### TAREFA 1:
Segundo o texto sobre a integridade no desporto, por que razão é esta ameaça considerada complexa?
### TAREFA 2:
Prossiga o texto sobre a integridade no desporto a partir da última frase apresentada.

### TEXTO FORNECIDO:
---------------
O crime não pode compensar

"As declarações que sublinham o papel indispensável que o desporto deve assumir perante o agudizar de tensões, de intolerância, de individualismos e conflitos étnicos, sociais, políticos e religiosos que hoje vivemos são conhecidas e recorrentes.
Muitas vezes gostamos de evocar as palavras visionárias de Mandela, quando afirmava que o desporto “tem o poder de mudar o Mundo”.
Mas frequentemente esquecemo-nos que o desporto é um produto social e nessa medida também amplifica, reproduz e acentua - em palcos de milhões - fenómenos de violência, de racismo e de criminalidade.
Se não soubermos preservar o desporto, se formos incapazes de cuidar dos seus valores e princípios fundamentais, se não salvaguardarmos a sua integridade, se o não colocarmos ao serviço do desenvolvimento social e humano conforme se encontra consagrado na Carta Olímpica todo o seu valor formativo se perde.
Porque aí o desporto vira-se contra si próprio. Subverte a sua missão essencial, descredibiliza-se irremediavelmente perante a sociedade e compromete a reputação dos agentes e das organizações que desempenham aquilo que deveria ser um relevante serviço de interesse público.
A globalização do fenómeno desportivo, a sua mercantilização alavancada por um crescente volume financeiro e interesses de cariz económico e político, tem exposto vulnerabilidades preocupantes da indústria do desporto à permeabilidade das ameaças crescentes que corroem os seus pilares fundamentais.
Diariamente somos inundados com episódios de manipulação de resultados, apostas ilegais, infiltração criminosa, corrupção, tráfico de menores, fraude fiscal, branqueamento de capitais ou tráfico de influências que usam o desporto para florescer proveitos de origem criminosa.
A integridade, não tenhamos dúvidas, há muito está posta em causa e é hoje uma das maiores, mais sérias e complexas ameaças que o desporto enfrenta. 
Maior pelo volume financeiro que comporta.
Mais sérias pela dimensão da rede de criminalidade organizada transacional que aqui opera com baixo risco e elevados lucros.
Complexas pela sua dimensão transnacional e sofisticação tecnológica.
Ora, se sabemos que esta é uma realidade que em muito extravasa a jurisdição e a regulação do desporto, devíamos ter plena consciência que urge mobilizar esforços para suster esta gangrena, pois não serão outros a fazê-lo por nós, se não assumirmos, de forma firme e decidida, uma atitude liderante.
---------------
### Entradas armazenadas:
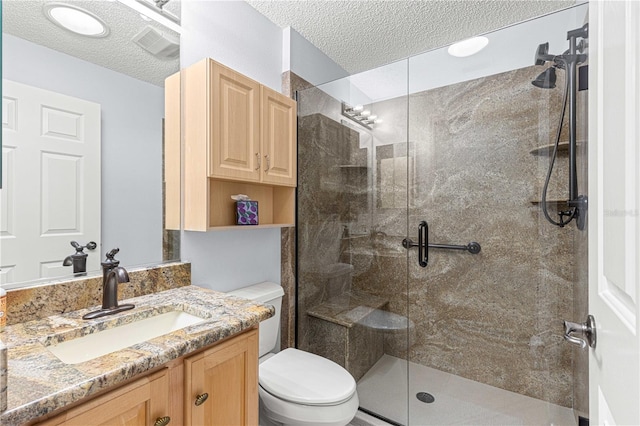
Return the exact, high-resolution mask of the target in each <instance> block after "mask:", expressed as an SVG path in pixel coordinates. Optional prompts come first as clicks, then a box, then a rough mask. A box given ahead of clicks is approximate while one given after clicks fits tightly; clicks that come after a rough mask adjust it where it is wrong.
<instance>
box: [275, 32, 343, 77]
mask: <svg viewBox="0 0 640 426" xmlns="http://www.w3.org/2000/svg"><path fill="white" fill-rule="evenodd" d="M282 51H283V53H282V71H283V72H284V71H288V70H291V71H293V72H294V73H295V74H297V75H298V76H299V77H302V78H304V79H305V80H306V81H308V82H309V83H311V84H313V85H318V84H322V83H326V82H328V81H333V80H337V79H339V78H343V77H346V76H348V75H349V73H348V72H346V71H345V70H344V69H343V68H342V67H341V66H340V65H338V64H336V63H335V62H334V61H333V60H332V59H331V58H329V57H328V56H327V55H325V54H324V52H322V51H321V50H320V49H318V48H317V47H316V46H314V45H313V44H311V42H309V41H308V40H307V39H306V38H304V37H302V36H301V35H300V34H299V33H298V32H297V31H296V30H295V29H293V28H291V27H287V28H285V29H284V30H283V43H282Z"/></svg>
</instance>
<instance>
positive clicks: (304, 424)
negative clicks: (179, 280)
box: [228, 282, 359, 426]
mask: <svg viewBox="0 0 640 426" xmlns="http://www.w3.org/2000/svg"><path fill="white" fill-rule="evenodd" d="M228 294H231V295H234V296H239V297H244V298H246V299H251V300H254V301H256V302H260V303H264V304H269V305H273V306H274V307H275V309H276V314H275V316H273V317H272V318H269V319H268V320H266V321H263V322H262V323H260V332H259V335H260V338H259V341H260V366H259V370H258V372H259V373H258V375H259V383H260V386H259V387H258V393H259V395H260V425H262V426H269V425H296V426H315V425H318V426H320V425H322V426H344V425H346V424H347V423H349V422H350V421H351V419H353V417H354V416H355V414H356V411H357V410H358V404H359V400H358V394H357V393H356V382H355V380H354V379H353V376H351V374H349V372H347V370H345V369H344V368H342V367H341V366H339V365H338V364H336V363H335V362H333V361H330V360H328V359H326V358H323V357H320V356H318V355H314V354H311V353H308V352H304V351H301V350H298V349H293V348H289V349H285V350H283V351H281V352H278V353H273V352H271V351H273V350H277V349H278V348H277V347H276V345H278V343H279V342H278V331H279V329H280V308H281V305H282V296H283V295H284V291H283V290H282V287H281V286H280V285H278V284H275V283H270V282H264V283H260V284H256V285H252V286H249V287H244V288H241V289H239V290H235V291H232V292H230V293H228Z"/></svg>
---------------
### RESULTADO DO EXERCÍCIO 1:
Pela sua dimensão transnacional e sofisticação tecnológica.

### RESULTADO DO EXERCÍCIO 2:
O Comité Olímpico de Portugal tem a perfeita noção que uma ameaça global desta índole requer de imediato o compromisso intransigente e empenhado de organizações que partilhem a mesma visão reformista e preocupação face à enorme dimensão dos problemas que atravessamos.
Que cruzam as competências das organizações desportivas, mas também de governos, entidades intergovernamentais, órgãos de investigação e polícia criminal, reguladores e operadores de apostas, mas também a reputação e credibilidade de patrocinadores, operadores televisivos e demais entidades cujos investimentos e marcas estão postos em causa e manchados por escândalos.
O desporto, mais do que personagens, precisa de ideias, de esforços conjuntos e, mais do que casos, precisa de causas.
A batalha da Integridade é um processo interminável e de melhoria permanente.
Um longo caminho a percorrer, tantas vezes marcado pela frustração entre o que almejamos e aquilo que alcançamos. Marcado pelo desinteresse e alguma ignorância.
Mas à medida que avançamos temos perfeita consciência que se trata do desafio mais importante, e porventura decisivo, daqueles que gostam desporto e acreditam no seu valor formativo.
Por isso não temos receio de expor as nossas fragilidades, de trocar pontos de vista, de mobilizarmos esforços conjuntos no sentido de nos fortalecermos e passarmos uma mensagem clara: o crime não pode ter no desporto um palco privilegiado de impunidade."